Exercise objective ▸ Copy the records below exactly, omitting any pictures they contain.

Stored items from a collection ▸
begin

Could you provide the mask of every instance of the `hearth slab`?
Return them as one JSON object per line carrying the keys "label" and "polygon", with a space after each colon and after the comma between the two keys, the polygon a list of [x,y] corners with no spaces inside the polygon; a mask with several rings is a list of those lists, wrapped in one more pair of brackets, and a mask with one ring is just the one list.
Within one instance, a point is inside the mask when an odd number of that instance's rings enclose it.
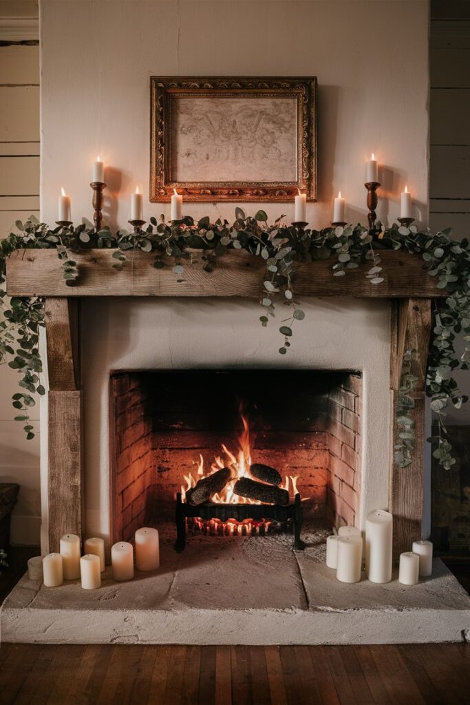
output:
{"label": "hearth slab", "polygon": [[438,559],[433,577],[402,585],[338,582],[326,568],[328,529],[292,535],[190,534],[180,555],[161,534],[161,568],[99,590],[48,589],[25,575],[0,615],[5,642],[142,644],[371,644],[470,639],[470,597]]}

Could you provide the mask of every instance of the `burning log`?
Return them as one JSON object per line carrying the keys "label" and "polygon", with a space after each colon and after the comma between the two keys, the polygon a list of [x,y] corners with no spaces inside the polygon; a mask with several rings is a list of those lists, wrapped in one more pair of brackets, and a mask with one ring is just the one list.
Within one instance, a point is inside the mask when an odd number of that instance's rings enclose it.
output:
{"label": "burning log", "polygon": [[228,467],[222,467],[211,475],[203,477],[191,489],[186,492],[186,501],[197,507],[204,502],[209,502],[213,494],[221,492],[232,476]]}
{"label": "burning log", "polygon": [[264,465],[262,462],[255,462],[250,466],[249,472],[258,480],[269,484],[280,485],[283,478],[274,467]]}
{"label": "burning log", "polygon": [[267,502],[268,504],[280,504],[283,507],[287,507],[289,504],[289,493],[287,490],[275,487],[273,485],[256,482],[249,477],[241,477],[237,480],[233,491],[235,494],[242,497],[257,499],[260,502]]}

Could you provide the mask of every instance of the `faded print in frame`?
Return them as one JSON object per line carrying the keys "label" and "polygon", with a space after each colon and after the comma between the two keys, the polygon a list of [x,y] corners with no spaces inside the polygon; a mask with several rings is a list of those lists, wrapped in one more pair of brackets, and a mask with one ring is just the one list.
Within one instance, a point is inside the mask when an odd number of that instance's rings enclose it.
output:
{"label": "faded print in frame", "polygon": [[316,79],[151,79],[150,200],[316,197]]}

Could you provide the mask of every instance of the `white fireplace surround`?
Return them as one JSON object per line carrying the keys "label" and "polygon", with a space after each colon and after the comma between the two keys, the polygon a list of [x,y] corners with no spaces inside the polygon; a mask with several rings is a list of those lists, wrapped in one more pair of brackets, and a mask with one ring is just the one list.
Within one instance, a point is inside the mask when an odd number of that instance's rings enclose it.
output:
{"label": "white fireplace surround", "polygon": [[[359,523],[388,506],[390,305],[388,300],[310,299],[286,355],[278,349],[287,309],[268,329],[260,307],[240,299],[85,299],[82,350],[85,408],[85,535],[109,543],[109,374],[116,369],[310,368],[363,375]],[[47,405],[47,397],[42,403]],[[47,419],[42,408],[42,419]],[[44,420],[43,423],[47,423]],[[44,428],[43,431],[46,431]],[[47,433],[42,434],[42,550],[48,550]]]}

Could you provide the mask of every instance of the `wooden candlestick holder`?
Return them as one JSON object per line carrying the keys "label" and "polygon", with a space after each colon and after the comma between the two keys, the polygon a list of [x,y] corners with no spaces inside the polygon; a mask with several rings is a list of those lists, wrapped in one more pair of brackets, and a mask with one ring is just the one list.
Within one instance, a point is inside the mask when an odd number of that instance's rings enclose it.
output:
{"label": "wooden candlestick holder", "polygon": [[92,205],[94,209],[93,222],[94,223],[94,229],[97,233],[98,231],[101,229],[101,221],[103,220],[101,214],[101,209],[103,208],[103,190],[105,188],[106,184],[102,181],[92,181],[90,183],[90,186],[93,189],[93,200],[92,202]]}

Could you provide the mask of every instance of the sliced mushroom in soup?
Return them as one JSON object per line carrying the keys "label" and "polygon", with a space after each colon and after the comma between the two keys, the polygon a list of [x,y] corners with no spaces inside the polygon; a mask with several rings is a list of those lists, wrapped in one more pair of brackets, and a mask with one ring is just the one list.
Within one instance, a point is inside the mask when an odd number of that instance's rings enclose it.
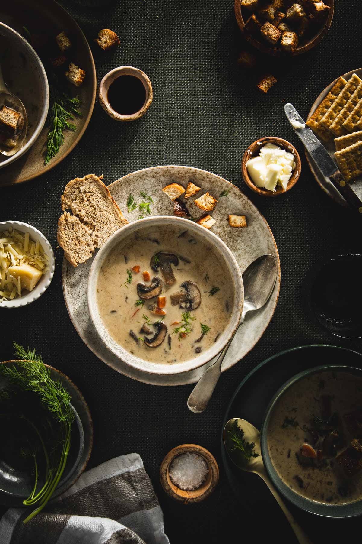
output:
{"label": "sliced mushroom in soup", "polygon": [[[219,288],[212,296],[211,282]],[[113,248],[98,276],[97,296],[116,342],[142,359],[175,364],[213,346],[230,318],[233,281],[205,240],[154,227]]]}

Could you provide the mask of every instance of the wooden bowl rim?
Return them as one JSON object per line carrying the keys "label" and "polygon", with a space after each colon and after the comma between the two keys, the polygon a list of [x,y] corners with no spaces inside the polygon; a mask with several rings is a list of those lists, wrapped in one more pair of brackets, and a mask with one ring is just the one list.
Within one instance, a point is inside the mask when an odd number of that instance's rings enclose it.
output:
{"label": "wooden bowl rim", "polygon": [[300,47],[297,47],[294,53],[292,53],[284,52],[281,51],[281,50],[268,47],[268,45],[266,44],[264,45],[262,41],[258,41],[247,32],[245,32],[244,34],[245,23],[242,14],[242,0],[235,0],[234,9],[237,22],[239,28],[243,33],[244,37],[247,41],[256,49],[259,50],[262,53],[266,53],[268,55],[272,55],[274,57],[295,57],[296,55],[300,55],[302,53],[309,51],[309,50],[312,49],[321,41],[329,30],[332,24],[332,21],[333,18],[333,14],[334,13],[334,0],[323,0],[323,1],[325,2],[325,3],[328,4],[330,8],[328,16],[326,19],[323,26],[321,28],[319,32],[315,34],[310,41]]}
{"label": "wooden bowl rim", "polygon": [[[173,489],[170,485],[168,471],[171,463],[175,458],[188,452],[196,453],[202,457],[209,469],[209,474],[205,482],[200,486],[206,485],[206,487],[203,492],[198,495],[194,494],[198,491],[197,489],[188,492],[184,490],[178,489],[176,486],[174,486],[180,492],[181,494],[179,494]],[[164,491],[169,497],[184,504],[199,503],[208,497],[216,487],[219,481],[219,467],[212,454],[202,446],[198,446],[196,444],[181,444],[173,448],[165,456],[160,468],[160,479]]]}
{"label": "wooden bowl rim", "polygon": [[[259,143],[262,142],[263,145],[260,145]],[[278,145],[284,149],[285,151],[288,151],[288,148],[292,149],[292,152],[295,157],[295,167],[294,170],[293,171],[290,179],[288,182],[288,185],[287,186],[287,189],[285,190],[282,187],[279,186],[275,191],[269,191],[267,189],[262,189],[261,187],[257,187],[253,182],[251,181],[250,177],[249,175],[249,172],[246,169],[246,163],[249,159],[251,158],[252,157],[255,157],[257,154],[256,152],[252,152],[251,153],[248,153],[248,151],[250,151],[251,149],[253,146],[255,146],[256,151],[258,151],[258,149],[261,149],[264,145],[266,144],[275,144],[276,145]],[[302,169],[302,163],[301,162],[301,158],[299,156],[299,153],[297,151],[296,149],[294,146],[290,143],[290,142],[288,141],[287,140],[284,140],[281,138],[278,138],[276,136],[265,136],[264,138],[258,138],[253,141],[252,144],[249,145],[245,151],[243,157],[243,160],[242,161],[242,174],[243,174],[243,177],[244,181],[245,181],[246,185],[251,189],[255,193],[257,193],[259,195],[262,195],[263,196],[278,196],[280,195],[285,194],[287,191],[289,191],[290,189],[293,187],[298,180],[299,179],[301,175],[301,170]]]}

end

Right answer ▸
Could you provide the mask of every instance of the `hearth slab`?
Return them as one JSON object per line carrying the keys "label" and "polygon", with a space after each colon and after the comma between the two keys, the polygon a list of [x,y] corners with no spaces inside the polygon; a mask with several rings is a list of those lists, wrapped in one more pair of brackets, and a mask with one ring is just the one list.
Within one instance, a point is inside the mask when an odd number of that instance's rings enclose it.
output:
{"label": "hearth slab", "polygon": [[438,559],[433,577],[402,585],[338,582],[326,568],[328,529],[292,535],[190,534],[180,555],[161,534],[161,568],[99,590],[48,589],[25,575],[0,615],[5,642],[142,644],[371,644],[470,639],[470,597]]}

Could you provide the mask of every instance of the `burning log`?
Return them as one JSON object per line carrying the keys "label" and "polygon", with a space after each colon and after the comma between the two keys, the polygon a list of [x,y] corners with no spaces inside the polygon; a mask with several rings is a list of those lists, wrapped in one more pair of brackets, and a mask with one ring is just the one list.
Within one instance, a point is inside the mask when an odd number of that instance's rings enclose it.
output:
{"label": "burning log", "polygon": [[228,467],[222,467],[211,475],[203,477],[191,489],[186,492],[186,501],[197,507],[204,502],[209,502],[213,494],[221,492],[232,476]]}
{"label": "burning log", "polygon": [[264,465],[262,462],[255,462],[250,466],[249,472],[258,480],[269,484],[280,485],[283,478],[274,467]]}
{"label": "burning log", "polygon": [[267,502],[268,504],[280,504],[283,507],[287,507],[289,504],[289,493],[287,490],[275,487],[273,485],[256,482],[249,477],[241,477],[237,480],[233,491],[235,494],[242,497],[257,499],[260,502]]}

Could you provide the mask of every instance of the `faded print in frame`?
Return them as one JSON object per line carrying the keys "label" and "polygon", with a space after each colon and after the comma between the two keys, the polygon a list of [x,y] corners with no spaces inside the polygon; a mask with several rings is a list of those lists, wrapped in one more pair of brackets, and a mask with one ring is just the one list.
Within one instance, a point is inside the mask when an odd number of that instance's rings enclose it.
output:
{"label": "faded print in frame", "polygon": [[316,79],[151,79],[150,200],[316,197]]}

Could you provide the mask of every instance of the `white fireplace surround`?
Return them as one JSON object per line carrying the keys "label" and "polygon", with a space after each colon and after the comma between the two keys, the polygon a list of [x,y] corners with no spaces inside the polygon; a mask with several rings is a list of those lists, wrapped in one more pair of brackets, and a mask with one ring is just the one list.
Within one instance, a point is inside the mask when an odd number of that instance's rings enclose it.
output:
{"label": "white fireplace surround", "polygon": [[[359,523],[388,506],[390,305],[388,300],[310,299],[286,355],[278,349],[287,309],[268,329],[260,307],[240,299],[85,299],[82,350],[85,408],[85,535],[109,543],[109,374],[116,369],[310,368],[363,375]],[[47,405],[47,397],[42,403]],[[47,419],[42,408],[42,419]],[[44,420],[43,423],[47,423]],[[44,428],[43,431],[46,431]],[[47,433],[42,434],[42,550],[48,550]]]}

Could you provide the mask of every instance of the `wooden candlestick holder`?
Return them as one JSON object per line carrying the keys "label" and "polygon", with a space after each colon and after the comma between the two keys, the polygon a list of [x,y] corners with no spaces inside the polygon; a mask with several rings is a list of those lists, wrapped in one more pair of brackets, and a mask with one ring is just the one list.
Within one instance, a point is inside the mask when an odd number of that instance's rings enclose it.
output:
{"label": "wooden candlestick holder", "polygon": [[92,205],[94,209],[93,222],[94,223],[94,229],[97,233],[98,231],[101,229],[101,221],[103,220],[101,214],[101,209],[103,208],[103,190],[105,188],[106,184],[102,181],[92,181],[90,183],[90,186],[93,189],[93,200],[92,202]]}

Could you provide the mask of every instance of the sliced mushroom in soup?
Return them as one JSON object per line carrying the keys "label" and "polygon", with a space after each colon and after the comma between the two keys, the polygon a list of [x,y] corners with no spaces inside the polygon; a mask with several rings is a list of those lists, wrapped in one more pair of brackets, and a mask with one ring is just the one list.
Within one instance, a point is inside the mask when an odd number of that instance's rings enclose it.
output:
{"label": "sliced mushroom in soup", "polygon": [[[219,288],[212,296],[211,282]],[[113,248],[98,276],[97,296],[116,342],[142,359],[175,364],[213,346],[230,318],[233,281],[205,240],[154,227]]]}

Could you provide the mask of every instance of the wooden bowl rim?
Return them as one JSON object per line carrying the keys "label" and "polygon", with a space after each colon and after the comma between the two keys, the polygon a list of [x,y] corners with no spaces inside the polygon; a mask with several rings is a list of those lists, wrapped in one more pair of brackets, and a mask with one ring is just the one list.
Within one instance, a point is inside the mask when an odd number of that instance's rings enclose it.
output:
{"label": "wooden bowl rim", "polygon": [[300,47],[297,47],[294,53],[292,53],[284,52],[281,51],[281,50],[268,47],[268,45],[266,44],[264,45],[262,41],[258,41],[247,32],[245,32],[244,34],[245,23],[242,14],[242,0],[235,0],[234,9],[237,22],[239,28],[243,33],[244,37],[247,41],[256,49],[259,50],[262,53],[266,53],[268,55],[272,55],[274,57],[295,57],[296,55],[300,55],[302,53],[309,51],[309,50],[312,49],[321,41],[329,30],[332,24],[332,21],[333,18],[333,14],[334,13],[334,0],[323,0],[323,1],[325,2],[325,3],[328,4],[330,8],[328,16],[326,19],[323,26],[321,28],[319,32],[315,34],[310,41]]}
{"label": "wooden bowl rim", "polygon": [[[173,489],[170,485],[168,471],[171,463],[175,458],[188,452],[196,453],[202,457],[209,469],[209,474],[205,482],[200,486],[206,485],[206,487],[203,492],[198,495],[194,494],[198,491],[197,489],[188,492],[184,490],[178,489],[176,486],[174,486],[180,492],[181,494],[179,494]],[[164,491],[169,497],[184,504],[199,503],[208,497],[216,487],[219,481],[219,467],[212,454],[202,446],[198,446],[196,444],[181,444],[173,448],[165,456],[160,468],[160,479]]]}
{"label": "wooden bowl rim", "polygon": [[[259,143],[262,142],[263,145],[260,145]],[[278,145],[284,149],[285,151],[288,151],[288,148],[292,149],[292,152],[295,157],[295,167],[294,170],[293,171],[290,179],[288,182],[288,185],[287,186],[287,189],[285,190],[282,187],[279,186],[275,191],[269,191],[267,189],[262,189],[261,187],[257,187],[253,182],[251,181],[250,177],[249,175],[249,172],[246,169],[246,163],[249,159],[251,158],[252,157],[255,157],[257,154],[256,152],[252,152],[251,153],[248,153],[248,151],[250,151],[251,149],[253,146],[255,146],[256,151],[258,151],[258,149],[261,149],[264,145],[266,144],[275,144],[276,145]],[[302,169],[302,163],[301,162],[301,158],[299,156],[299,153],[297,151],[296,149],[294,146],[290,143],[290,142],[288,141],[287,140],[284,140],[281,138],[278,138],[276,136],[265,136],[264,138],[258,138],[253,141],[252,144],[249,145],[245,151],[243,157],[243,160],[242,161],[242,174],[243,174],[243,177],[244,181],[245,181],[246,185],[251,189],[255,193],[257,193],[259,195],[262,195],[263,196],[278,196],[280,195],[285,194],[287,191],[289,191],[290,189],[293,187],[298,180],[299,179],[301,175],[301,170]]]}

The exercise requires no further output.